--- START OF Records to process ---

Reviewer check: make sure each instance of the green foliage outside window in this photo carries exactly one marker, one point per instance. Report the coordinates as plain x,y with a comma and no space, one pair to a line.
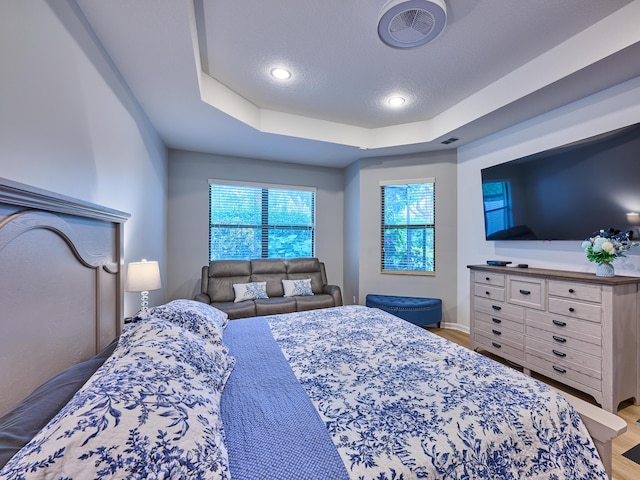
260,222
408,227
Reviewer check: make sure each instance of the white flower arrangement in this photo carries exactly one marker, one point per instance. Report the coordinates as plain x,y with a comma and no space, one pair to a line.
606,245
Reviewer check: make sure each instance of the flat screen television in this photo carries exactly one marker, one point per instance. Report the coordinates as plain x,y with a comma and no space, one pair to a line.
566,193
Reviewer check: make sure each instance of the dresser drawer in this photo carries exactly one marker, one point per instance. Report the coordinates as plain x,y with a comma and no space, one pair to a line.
575,309
501,348
563,372
489,291
498,321
528,292
576,291
499,333
589,332
563,341
488,278
580,361
499,309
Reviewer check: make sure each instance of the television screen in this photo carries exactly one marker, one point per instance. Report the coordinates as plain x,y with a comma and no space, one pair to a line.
566,193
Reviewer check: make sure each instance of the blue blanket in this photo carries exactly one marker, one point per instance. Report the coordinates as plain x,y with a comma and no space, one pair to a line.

--- END OF Records to process ---

Task directions: Copy the listing above line for line with no changes, but leave out the picture line.

The response:
Reviewer check: make sure each instance of the green foliage outside window in this photo carries exactly one marker, one point per instance. Report the coordinates as plain x,y with a comma and no space, one pair to a line.
260,222
408,227
Reviewer check: make sure each instance of the white flower arrangement in this photo carries exactly one marker, one point per instance. Report the coordinates as plain x,y with a comma and no space, one pair to a line.
606,245
Reviewer check: make sure each instance of the flat screen television in this photo carries exactly one marker, one point per instance. Report the coordinates as plain x,y with a comma and no space, one pair to a line.
566,193
Reviewer check: make sure each instance of the dresser drawer in this photo carries exactly one marker, one point per instance. Report the coordinates as plain x,y with a comma and no space, one pair to a line.
575,309
501,348
563,372
489,291
498,321
528,292
576,291
499,333
589,332
563,341
488,278
580,361
499,309
Reviewer check: make sure each instance of the television screen in this photo carries exactly one marker, one point per instance. Report the coordinates as plain x,y with a comma and no space, one pair to a line.
566,193
Reviewer check: make sure each instance of the blue blanket in this photo carries exactly one marker, one point per instance. Report the coordinates as plain x,y with a comma and no space, one pair to a line.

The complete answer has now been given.